**Exercise goal**: Report how many of the lines below contain the word "tall", matching its case exactly. Give only the number.

↓

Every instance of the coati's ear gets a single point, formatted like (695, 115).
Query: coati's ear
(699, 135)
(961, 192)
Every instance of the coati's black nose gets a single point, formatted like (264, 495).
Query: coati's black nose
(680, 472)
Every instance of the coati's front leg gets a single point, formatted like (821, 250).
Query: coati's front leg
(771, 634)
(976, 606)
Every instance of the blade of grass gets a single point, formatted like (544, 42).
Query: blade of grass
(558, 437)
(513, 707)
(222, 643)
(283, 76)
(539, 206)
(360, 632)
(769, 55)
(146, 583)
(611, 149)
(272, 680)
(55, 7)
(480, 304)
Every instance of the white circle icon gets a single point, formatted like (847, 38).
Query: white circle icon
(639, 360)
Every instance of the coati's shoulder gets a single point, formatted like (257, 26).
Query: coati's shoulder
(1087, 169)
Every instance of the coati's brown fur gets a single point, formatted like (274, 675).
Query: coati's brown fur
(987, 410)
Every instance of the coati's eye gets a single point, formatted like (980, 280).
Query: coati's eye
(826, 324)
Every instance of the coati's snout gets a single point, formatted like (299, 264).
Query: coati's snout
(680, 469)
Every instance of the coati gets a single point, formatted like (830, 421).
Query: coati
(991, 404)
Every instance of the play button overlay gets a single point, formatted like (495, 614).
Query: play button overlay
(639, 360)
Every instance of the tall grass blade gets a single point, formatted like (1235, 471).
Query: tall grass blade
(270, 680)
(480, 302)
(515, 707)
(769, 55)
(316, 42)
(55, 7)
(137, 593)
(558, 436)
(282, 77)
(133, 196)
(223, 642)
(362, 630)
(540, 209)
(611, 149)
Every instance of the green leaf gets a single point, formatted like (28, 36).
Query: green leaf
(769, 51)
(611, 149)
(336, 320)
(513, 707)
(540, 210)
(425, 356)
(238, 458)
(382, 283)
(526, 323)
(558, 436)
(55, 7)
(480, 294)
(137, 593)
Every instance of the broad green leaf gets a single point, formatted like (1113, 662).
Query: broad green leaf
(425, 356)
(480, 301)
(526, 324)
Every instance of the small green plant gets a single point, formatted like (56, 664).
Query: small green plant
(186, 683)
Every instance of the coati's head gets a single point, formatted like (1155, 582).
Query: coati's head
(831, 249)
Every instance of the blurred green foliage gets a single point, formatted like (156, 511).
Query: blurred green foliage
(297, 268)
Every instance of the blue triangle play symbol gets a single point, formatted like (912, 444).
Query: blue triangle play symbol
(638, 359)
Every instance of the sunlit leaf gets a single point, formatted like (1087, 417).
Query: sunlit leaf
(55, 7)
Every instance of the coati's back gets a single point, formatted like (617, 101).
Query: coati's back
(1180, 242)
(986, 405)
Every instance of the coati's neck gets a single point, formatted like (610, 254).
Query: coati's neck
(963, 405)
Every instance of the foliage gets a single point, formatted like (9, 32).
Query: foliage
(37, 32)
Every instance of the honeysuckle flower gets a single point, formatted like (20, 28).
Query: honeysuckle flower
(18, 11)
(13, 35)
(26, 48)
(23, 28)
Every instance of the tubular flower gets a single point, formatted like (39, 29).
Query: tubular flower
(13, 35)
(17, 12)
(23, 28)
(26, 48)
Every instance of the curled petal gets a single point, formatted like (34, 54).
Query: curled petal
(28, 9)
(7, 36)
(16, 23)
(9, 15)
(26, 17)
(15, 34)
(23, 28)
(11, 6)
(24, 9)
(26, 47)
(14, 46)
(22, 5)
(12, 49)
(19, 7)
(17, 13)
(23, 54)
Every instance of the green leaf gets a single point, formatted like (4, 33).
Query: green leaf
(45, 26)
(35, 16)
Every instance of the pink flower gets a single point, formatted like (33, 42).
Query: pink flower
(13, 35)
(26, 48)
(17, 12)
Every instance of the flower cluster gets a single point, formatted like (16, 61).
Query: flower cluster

↑
↓

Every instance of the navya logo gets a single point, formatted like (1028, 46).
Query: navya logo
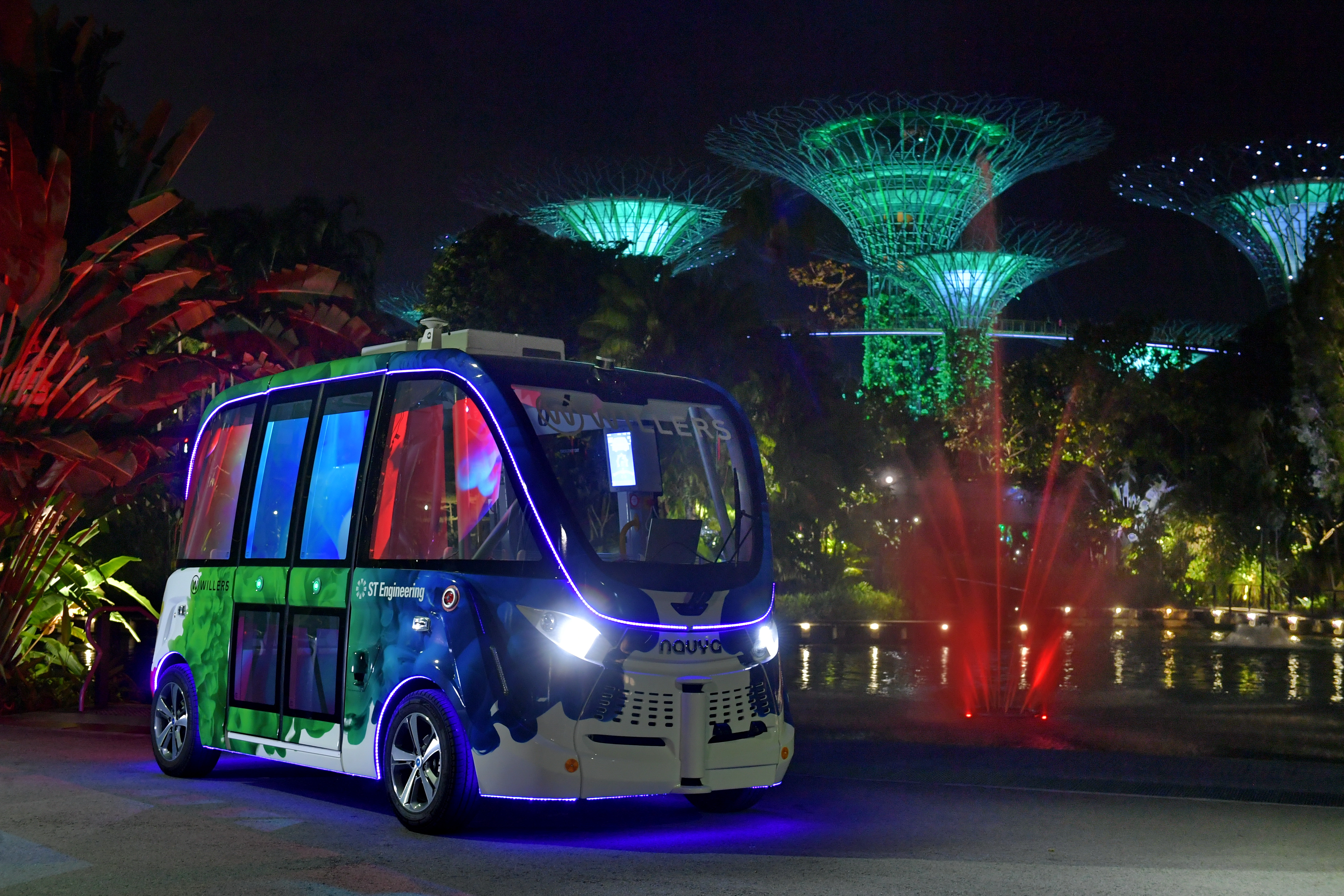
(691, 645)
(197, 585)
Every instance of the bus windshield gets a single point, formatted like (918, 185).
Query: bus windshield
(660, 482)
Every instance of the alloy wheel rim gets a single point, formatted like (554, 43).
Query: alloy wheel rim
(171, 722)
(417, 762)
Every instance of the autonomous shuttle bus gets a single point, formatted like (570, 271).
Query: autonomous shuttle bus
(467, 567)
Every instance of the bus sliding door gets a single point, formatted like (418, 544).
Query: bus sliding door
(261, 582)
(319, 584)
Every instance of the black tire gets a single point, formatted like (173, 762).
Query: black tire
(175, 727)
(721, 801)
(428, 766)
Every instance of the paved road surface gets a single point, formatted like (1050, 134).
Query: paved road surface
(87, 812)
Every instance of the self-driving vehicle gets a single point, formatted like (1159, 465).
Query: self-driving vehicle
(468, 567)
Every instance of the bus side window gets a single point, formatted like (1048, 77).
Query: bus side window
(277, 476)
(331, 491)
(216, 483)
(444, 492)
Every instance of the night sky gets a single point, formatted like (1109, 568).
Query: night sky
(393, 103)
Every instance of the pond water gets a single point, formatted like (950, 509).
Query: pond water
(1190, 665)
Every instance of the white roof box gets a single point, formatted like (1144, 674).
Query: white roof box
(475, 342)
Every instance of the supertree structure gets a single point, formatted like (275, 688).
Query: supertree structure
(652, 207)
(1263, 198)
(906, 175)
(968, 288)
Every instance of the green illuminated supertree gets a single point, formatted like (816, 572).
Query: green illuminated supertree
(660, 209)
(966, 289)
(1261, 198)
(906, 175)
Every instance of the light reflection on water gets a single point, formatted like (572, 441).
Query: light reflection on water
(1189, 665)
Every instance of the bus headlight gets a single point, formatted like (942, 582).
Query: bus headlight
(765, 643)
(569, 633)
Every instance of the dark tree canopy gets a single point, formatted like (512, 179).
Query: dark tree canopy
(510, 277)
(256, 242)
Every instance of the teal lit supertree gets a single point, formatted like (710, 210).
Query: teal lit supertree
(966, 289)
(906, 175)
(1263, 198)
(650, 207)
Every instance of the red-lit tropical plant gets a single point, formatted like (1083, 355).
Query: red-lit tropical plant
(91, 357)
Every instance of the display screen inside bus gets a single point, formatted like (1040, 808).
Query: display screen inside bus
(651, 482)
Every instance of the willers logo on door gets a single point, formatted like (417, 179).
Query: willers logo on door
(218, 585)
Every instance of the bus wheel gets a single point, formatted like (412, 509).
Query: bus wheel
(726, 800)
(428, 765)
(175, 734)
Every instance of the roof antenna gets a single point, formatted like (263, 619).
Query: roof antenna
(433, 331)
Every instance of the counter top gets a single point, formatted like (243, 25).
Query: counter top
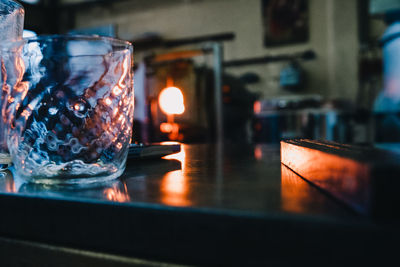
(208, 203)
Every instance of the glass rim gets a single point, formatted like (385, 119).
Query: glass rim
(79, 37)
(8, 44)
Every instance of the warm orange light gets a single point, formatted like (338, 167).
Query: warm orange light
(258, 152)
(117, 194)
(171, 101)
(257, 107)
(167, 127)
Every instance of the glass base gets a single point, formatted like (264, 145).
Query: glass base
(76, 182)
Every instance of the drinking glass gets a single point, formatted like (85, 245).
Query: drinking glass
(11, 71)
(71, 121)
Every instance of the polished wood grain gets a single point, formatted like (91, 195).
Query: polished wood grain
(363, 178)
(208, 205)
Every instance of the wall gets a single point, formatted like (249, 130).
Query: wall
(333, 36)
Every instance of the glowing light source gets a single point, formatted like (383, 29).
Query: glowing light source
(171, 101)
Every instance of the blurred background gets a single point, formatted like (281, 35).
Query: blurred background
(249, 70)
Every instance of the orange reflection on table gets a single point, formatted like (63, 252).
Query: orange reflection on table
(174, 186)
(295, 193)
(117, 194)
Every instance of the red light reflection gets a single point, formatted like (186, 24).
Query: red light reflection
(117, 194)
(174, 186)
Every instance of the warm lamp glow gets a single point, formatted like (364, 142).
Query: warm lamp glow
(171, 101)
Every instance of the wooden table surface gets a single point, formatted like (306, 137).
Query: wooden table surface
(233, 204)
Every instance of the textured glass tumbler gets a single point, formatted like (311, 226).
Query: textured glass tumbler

↑

**Solution to the problem**: 2